• Task set
a: In the passage about Seamus, where was the narrator's house located?
b: List each item of the narrator's school uniform named in the passage about Seamus.
c: Extend the passage about Seamus past its final sentence.

• Selected passage
Seamus was not only my first boyfriend but also my first redheaded beau.  I thought he was one of the ugliest boys I had ever seen with his wavy red hair, big brown freckles, and silver metallic braces.  At the same time I was completely enamored of him because of the strange way we rollickingly engaged in controversy.

I adored arguing with Seamus, instigating him, provoking him, taunting him, challenging him, picking on him, and calling him names.  On a more aggressive level I loved to pinch, poke, slap, elbow, prod, punch, and kick him among other things.  Ginger love–what can I say.  Of course, Seamus being a good, well-behaved, Irish Catholic boy was not allowed to retaliate against a weak little girl.  So he took his butt whumping with teeth gritted and muttering unfulfilled promises of what he would do to me once he escaped his mother’s clutches.

The highlights of our early relationship are brief, brutal moments–even the loving ones.

Going to parochial school we wore the stereotypical uniforms.  Seamus wore a shirt, tie, and slacks and I wore a shirt, pleated skirt, knee socks, and saddle shoes.  I loved those shoes more than I would truly love any boy for quite some time.

One day after school Seamus and I stopped at my house which was conveniently located directly across from his house.  We were out in my yard playing house or some other imaginary endeavor while our mothers were inside with our baby siblings doing the same.  Seamus pulled some shenanigan out of his repertoire to annoy me.  At first I tried to resist his attempts to manipulate me into bad behavior.  But my anger was always so close to the surface that it was only a matter of moments before his provocations resulted in me flipping my lid.  I went after him furiously, yelling and slapping.  Who knows what possessed me but in a most revolting and unladylike act even for me, I wadded up all of my saliva and spit right at him.

For once Seamus was enraged enough to rally to his defense and he hawked a phlegm ball straight back in my face, inciting me to maximum red-out level.  I pounced on him, kicking and screaming.  Shoving him to the ground, I jumped on him in my trusty saddle shoes and pounded a steady beat on his back until our mothers flew out the door railing at me to stop for the love of their God.

I was jerked off of him by Seamus’ mother berating me at the top of her lungs.  She was insisting that I could have broken his back and paralyzed him.  My mother was busy trying to fracture my own rear end with her vicious smacks and threatening me with that ominous curse, “Wait until your father gets home and hears about this.”  The mothers arrived at a mutually agreed upon Order of Protection for Seamus that was put into place for some time which meant I was to have no contact with him in any way, shape, or form.

• Data excerpts
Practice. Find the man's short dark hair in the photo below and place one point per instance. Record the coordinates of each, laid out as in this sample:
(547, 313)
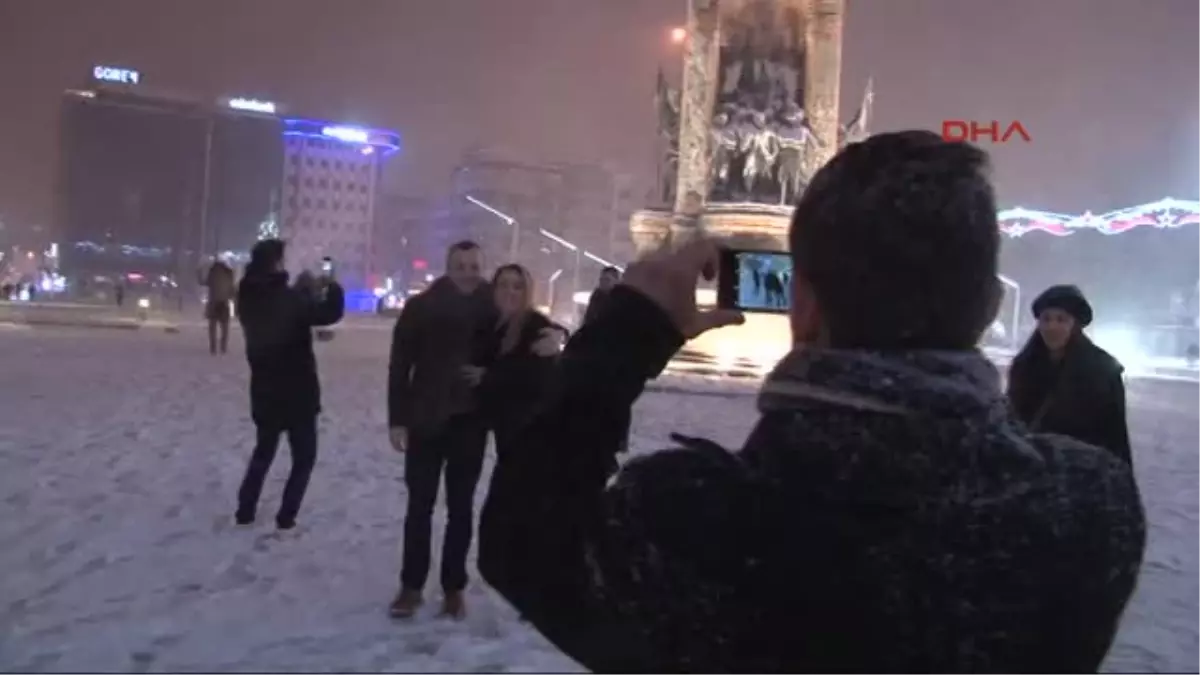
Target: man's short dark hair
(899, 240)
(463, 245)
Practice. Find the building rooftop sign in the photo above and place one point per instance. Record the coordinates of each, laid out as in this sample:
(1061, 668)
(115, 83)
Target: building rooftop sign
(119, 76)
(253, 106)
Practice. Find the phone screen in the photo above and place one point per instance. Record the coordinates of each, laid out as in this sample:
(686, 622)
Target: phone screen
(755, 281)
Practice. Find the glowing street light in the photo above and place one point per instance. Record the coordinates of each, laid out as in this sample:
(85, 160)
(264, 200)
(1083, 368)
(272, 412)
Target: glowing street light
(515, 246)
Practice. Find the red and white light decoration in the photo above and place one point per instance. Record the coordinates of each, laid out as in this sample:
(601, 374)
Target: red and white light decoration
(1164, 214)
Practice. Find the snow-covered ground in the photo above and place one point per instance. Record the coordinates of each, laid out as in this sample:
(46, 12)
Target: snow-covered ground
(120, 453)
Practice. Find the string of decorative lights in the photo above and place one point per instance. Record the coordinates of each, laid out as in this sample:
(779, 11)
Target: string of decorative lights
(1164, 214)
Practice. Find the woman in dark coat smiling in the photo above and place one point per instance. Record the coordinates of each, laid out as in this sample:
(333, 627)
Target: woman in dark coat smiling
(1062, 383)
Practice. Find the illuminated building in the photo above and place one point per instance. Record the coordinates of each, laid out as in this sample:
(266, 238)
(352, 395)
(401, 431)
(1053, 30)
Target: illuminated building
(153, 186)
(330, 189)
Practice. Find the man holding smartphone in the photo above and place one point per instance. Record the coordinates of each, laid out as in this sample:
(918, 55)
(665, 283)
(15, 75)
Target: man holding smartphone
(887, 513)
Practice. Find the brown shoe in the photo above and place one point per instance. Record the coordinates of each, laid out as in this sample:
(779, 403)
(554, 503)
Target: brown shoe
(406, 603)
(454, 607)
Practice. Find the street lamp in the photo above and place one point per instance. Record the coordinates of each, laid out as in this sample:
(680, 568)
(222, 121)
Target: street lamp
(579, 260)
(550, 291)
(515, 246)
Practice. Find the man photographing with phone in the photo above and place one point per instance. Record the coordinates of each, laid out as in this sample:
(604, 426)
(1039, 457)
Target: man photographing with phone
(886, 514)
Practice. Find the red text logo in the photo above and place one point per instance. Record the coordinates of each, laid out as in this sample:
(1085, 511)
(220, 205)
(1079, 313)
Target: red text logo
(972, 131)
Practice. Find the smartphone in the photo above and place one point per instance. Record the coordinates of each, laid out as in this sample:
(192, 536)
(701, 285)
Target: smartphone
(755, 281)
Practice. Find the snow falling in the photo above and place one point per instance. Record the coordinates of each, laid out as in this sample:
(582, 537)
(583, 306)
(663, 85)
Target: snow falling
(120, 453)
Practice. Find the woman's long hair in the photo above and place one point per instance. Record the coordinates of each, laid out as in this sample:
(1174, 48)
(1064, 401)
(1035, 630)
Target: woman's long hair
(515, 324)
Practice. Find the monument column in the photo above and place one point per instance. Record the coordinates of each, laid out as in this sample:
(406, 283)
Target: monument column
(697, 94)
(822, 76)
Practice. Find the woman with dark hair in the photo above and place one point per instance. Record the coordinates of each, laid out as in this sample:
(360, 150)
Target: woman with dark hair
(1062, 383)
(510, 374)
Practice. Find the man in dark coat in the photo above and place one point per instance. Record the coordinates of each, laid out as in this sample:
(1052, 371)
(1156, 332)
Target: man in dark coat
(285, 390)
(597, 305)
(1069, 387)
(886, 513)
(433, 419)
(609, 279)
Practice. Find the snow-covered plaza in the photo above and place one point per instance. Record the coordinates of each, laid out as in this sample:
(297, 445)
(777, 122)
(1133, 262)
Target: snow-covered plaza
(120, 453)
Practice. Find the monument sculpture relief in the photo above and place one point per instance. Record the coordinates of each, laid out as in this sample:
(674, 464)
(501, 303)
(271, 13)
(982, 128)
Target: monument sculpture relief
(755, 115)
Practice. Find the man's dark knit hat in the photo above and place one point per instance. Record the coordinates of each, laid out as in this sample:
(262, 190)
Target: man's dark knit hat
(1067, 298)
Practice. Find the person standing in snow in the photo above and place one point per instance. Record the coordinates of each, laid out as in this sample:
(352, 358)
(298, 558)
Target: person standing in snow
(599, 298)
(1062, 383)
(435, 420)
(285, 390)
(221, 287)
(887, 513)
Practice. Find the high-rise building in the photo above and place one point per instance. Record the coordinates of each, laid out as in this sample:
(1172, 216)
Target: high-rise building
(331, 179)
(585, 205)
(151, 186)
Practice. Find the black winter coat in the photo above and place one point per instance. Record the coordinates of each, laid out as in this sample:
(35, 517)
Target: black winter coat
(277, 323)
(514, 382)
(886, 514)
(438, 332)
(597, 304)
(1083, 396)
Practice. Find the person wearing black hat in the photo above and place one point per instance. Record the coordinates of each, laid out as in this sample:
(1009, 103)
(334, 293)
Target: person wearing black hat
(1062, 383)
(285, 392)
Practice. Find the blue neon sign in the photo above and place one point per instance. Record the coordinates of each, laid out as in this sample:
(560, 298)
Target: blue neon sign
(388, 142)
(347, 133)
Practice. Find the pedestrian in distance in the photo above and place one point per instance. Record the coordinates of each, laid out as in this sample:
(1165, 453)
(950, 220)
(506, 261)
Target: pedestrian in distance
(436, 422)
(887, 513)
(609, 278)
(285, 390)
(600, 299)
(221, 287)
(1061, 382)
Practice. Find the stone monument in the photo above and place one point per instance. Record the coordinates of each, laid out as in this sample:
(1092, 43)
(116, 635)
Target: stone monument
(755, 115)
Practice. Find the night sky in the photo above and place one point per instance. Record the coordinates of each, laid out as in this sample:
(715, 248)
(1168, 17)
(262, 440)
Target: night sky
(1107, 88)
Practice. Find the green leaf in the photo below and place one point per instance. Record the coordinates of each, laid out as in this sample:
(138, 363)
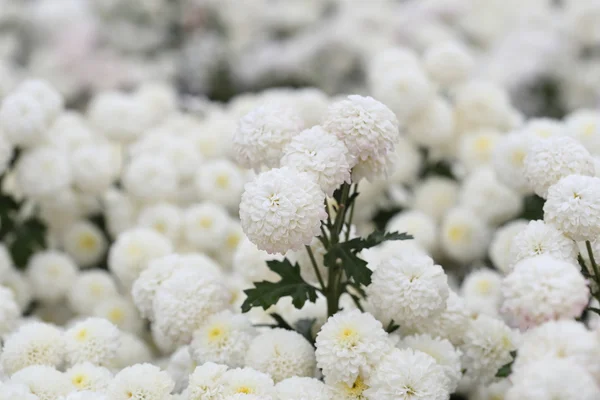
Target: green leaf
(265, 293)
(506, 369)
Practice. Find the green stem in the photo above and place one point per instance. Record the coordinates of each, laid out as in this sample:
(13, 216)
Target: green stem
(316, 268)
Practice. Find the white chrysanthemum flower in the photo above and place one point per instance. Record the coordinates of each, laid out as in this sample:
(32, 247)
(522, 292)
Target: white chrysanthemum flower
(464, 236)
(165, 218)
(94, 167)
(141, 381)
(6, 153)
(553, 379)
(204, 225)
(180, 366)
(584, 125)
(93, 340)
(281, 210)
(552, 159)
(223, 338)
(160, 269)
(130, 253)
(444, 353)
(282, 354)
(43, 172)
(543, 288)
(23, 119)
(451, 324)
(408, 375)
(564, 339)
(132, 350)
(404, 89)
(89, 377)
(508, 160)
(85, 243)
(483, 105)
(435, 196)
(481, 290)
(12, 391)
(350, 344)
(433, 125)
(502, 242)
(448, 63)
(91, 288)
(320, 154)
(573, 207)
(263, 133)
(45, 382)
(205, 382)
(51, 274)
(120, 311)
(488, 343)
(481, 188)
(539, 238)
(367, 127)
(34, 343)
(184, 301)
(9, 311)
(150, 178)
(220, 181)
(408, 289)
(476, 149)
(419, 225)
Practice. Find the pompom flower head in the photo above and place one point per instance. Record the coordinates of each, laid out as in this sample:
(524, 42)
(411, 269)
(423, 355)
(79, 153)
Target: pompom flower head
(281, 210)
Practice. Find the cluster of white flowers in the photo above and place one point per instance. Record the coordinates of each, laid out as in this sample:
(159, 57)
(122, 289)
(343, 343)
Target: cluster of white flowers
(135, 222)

...

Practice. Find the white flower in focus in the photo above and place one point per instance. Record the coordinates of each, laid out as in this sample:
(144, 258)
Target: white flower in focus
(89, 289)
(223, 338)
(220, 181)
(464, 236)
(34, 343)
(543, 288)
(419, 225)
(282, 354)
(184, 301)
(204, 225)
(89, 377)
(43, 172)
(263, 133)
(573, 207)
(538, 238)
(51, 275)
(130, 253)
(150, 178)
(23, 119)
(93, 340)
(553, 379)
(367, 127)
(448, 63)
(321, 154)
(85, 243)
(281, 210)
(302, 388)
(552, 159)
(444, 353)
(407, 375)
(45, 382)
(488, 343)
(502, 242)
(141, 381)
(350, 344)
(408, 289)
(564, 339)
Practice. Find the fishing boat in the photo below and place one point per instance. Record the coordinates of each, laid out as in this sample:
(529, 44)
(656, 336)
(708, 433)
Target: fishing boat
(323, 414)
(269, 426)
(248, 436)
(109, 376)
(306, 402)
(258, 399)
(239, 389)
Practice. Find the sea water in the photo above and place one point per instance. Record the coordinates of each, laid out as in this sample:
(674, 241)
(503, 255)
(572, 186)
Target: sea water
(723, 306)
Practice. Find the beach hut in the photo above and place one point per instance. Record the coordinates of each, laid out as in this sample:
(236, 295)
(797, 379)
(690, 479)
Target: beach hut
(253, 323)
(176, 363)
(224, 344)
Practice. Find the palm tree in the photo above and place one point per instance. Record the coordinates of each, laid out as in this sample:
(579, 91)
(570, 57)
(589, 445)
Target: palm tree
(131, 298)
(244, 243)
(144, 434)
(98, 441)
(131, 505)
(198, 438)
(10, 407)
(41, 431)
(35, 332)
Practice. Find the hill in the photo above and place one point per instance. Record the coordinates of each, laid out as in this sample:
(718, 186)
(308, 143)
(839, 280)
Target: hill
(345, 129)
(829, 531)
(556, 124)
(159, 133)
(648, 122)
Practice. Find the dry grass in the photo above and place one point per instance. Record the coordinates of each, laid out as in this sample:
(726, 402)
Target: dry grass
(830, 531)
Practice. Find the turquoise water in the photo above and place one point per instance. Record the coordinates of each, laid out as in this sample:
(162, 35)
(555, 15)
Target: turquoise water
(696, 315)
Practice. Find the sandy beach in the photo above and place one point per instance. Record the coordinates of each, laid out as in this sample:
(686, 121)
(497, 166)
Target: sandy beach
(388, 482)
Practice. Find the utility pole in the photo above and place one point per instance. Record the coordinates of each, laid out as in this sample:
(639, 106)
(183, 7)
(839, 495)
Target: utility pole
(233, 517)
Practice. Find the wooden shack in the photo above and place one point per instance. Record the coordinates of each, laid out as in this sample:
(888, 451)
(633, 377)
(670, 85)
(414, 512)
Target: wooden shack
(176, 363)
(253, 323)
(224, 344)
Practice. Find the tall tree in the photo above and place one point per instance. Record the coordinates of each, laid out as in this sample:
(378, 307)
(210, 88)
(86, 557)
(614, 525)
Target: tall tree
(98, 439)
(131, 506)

• Expected results
a: Directly across from Seamus's house.

b: A shirt, a pleated skirt, knee socks, and saddle shoes.

c:
Eventually, Seamus and I dissolved the parental barrier between us and it was once more “game on”.  That is until the coat room incident.  Once more I am going to claim he was the instigator and I am sure then I fully believed he was.  Now I am not entirely sure.  I do know that at that point in my life and for quite some time to come, I was very much a raw nerve.  As such I was extremely easy to mess with and mess with me he did.

So, we are with the rest of our class in the coat room one afternoon bustling around getting our things together in order to catch our respective buses on time.  Somehow or another Seamus starts his spiel again.  Somehow or another I rise to the occasion and start to spar with him again.  The situation escalates with one ginger becoming more heated than another.  The next thing I know I am pulling a chunk of flesh off of Seamus’ cheek.  Then as I draw my elbow back from the force of it, I am falling backward into a coat cubby.  I am pushing Linda with me whose glasses are the recipient of my elbow.  Both she and Seamus are wailing over their injuries as am I over the trouble I am going to get into over this terrible mess.

Our teacher, Mr. Gardner, is very very tall and we all make fun of him behind his back because he looks like a giant while his name makes him sound like a lady who tends to flowers.  I make that comment because I cry even harder thinking that Mr. Gardner knows I have made fun of him and also because his height is terrifying and these things combined with the fact that I have technically beat two kids up are adding up to me being in a colossal amount of trouble.  The trouble I am accruing in school is absolutely miniscule compared to what I will experience when I get home and my stepfather discovers the events of the day.

I beg Mr. Gardner not to call my parents.  I apologize eight ways to Sunday and claim it has all been an awful mistake.  I express remorse on a level at which I never thought I was capable.  The unthinkable happens and Mr. Gardner takes pity on me and doesn’t call my parents–something which would never happen nowadays.  I am left with Linda who justifiably doesn’t speak to me again until high school and then she addresses me to tell me what a violent little redheaded jerk I was in elementary school.  Seamus gives me the silent treatment for a few days.  He is mainly angry because he lied to his mother about the source of his injury in order to protect me from repercussions.  Forgiveness comes quick however because Valentine’s Day is on the horizon and we are, after all, redheads.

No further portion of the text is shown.